--- START SOURCE DATA ---
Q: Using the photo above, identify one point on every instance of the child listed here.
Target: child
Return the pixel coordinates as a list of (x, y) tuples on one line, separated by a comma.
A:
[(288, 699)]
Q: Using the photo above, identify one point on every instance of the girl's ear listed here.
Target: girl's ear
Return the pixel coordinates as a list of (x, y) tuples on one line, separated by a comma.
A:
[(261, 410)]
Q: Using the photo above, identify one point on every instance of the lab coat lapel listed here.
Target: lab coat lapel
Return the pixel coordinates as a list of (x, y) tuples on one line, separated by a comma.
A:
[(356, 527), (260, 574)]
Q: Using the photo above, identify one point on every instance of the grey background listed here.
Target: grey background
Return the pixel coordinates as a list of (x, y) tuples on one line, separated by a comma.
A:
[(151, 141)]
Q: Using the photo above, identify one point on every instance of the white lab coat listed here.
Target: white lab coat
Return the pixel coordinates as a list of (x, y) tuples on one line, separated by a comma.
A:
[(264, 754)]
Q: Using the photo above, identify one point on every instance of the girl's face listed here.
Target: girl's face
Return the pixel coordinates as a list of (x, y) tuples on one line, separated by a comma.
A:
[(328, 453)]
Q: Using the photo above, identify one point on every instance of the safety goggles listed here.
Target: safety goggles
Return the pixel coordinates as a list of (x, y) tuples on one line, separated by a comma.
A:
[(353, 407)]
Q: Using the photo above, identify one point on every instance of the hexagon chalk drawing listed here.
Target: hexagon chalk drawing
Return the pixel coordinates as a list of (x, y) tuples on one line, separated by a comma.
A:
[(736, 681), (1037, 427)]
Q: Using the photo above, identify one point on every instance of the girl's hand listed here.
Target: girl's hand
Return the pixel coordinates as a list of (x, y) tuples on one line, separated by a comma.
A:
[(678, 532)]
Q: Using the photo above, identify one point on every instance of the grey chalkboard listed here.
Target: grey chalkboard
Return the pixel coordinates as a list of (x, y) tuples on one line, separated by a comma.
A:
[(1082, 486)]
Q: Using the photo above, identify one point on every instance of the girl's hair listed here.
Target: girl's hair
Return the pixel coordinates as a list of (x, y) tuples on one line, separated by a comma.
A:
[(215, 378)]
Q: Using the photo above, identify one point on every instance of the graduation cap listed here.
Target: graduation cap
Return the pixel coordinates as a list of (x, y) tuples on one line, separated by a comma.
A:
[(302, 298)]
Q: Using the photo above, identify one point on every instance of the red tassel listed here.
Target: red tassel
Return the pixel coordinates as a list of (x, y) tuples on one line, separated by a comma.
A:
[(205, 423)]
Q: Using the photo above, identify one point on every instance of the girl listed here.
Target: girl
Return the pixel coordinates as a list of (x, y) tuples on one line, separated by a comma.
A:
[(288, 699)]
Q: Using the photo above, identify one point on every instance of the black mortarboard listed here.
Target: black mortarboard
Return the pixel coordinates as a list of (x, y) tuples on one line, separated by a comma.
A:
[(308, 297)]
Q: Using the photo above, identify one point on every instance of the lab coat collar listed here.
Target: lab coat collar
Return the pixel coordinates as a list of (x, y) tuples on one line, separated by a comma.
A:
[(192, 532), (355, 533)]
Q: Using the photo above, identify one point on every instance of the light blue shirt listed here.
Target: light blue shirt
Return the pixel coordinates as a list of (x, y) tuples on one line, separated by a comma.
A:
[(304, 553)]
--- END SOURCE DATA ---
EXERCISE INSTRUCTIONS — Type out the entries again, word for word.

COMPLETE RESPONSE —
Q: Using the photo above, identify one point on every instance of the child listed here.
Target: child
Return the pixel coordinates as a list of (x, y) tuples on one line, separated by a comma.
A:
[(288, 699)]
Q: Using the photo above, identify one point on every instance of the girl's ear listed here.
Target: girl's ear
Return the pixel coordinates as a list of (x, y) tuples on one line, separated by a comma.
A:
[(261, 410)]
Q: Using the photo above, identify one point on every instance of the lab coat lapel listed here.
Target: lab coat lapel
Return the pixel coordinates as a list of (x, y) tuples on one line, separated by a comma.
A:
[(356, 527), (260, 574)]
Q: Using the photo above, identify one point on every instance of the grey background listed here.
Target: grey background
Return the pixel coordinates as a list of (x, y) tuples on one line, separated by a comma.
A:
[(151, 141)]
Q: Using the photo above, identify one point on every instance of the white lab coat listed here.
Target: white lab coat
Return the pixel coordinates as a list of (x, y) tuples on one line, separated by a comma.
A:
[(264, 754)]
Q: Using the photo above, identify one point on every instance of the girl's face listed here.
Target: girl's face
Return the pixel coordinates as a list of (x, y) tuples on one line, separated by a comma.
A:
[(328, 453)]
Q: Using the photo above, identify one point on every instance of the safety goggles listed here.
Target: safety goggles
Return the pixel coordinates as a list of (x, y) tuples on one line, separated by a comma.
A:
[(353, 407)]
Q: Using the photo above, identify one point on every instance of the hexagon chalk drawing listed here.
Target: hexagon chalk drawing
Return the pixel coordinates as a list of (x, y) tuples on one line, separated by a comma.
A:
[(736, 681), (1037, 427)]
Q: Using the photo above, identify one point on every instance of the girl's hand listed here.
Target: girl's hand
Return the pixel coordinates as a list of (x, y) tuples on one line, separated by a comma.
A:
[(678, 532)]
Q: Using the photo above, identify one point on every instance of the grey chalkboard listed here.
Target: grey chalkboard
Return the pixel coordinates as a list of (x, y) tuples on one line, separated by a comma.
A:
[(1082, 486)]
Q: Using the photo above, identify one point on every instance of the girl's hair listed here.
Target: girl's hair
Return the pixel coordinates as a list of (x, y) tuples on one line, separated by a comma.
A:
[(215, 378)]
Q: Using the photo above, identify one point on every instance of the graduation cap listed here.
Target: graduation cap
Return the pixel coordinates as a list of (x, y) tuples on one line, separated by a comma.
A:
[(302, 298)]
Q: Using the photo above, identify one point on every instance of the red tassel listed here.
Target: red tassel
Return the pixel coordinates as a list of (x, y) tuples on one line, separated by a comma.
A:
[(205, 423)]
Q: Using the photo above, identify one point on every instance of the girl listed here.
Target: girl
Return the pixel coordinates as a list of (x, y) tuples on one line, separated by a comma.
A:
[(288, 699)]
Q: Using the photo above, identify one point on every instance of the black mortarboard listed here.
Target: black mortarboard
Return the pixel coordinates as a list of (x, y) tuples on one line, separated by a comma.
A:
[(308, 297)]
Q: Using the photo above, identify one point on every instance of the lab coat collar listed here.
Target: lab coat collar
Return the pixel coordinates as a list of (x, y) tuples on one line, separated by a comma.
A:
[(192, 532), (355, 533)]
Q: Using the photo above, identify one point on every instance of the light blue shirt listed here.
Target: light blue shirt
Return the pixel coordinates as a list of (x, y) tuples on one line, separated by a comma.
A:
[(304, 553)]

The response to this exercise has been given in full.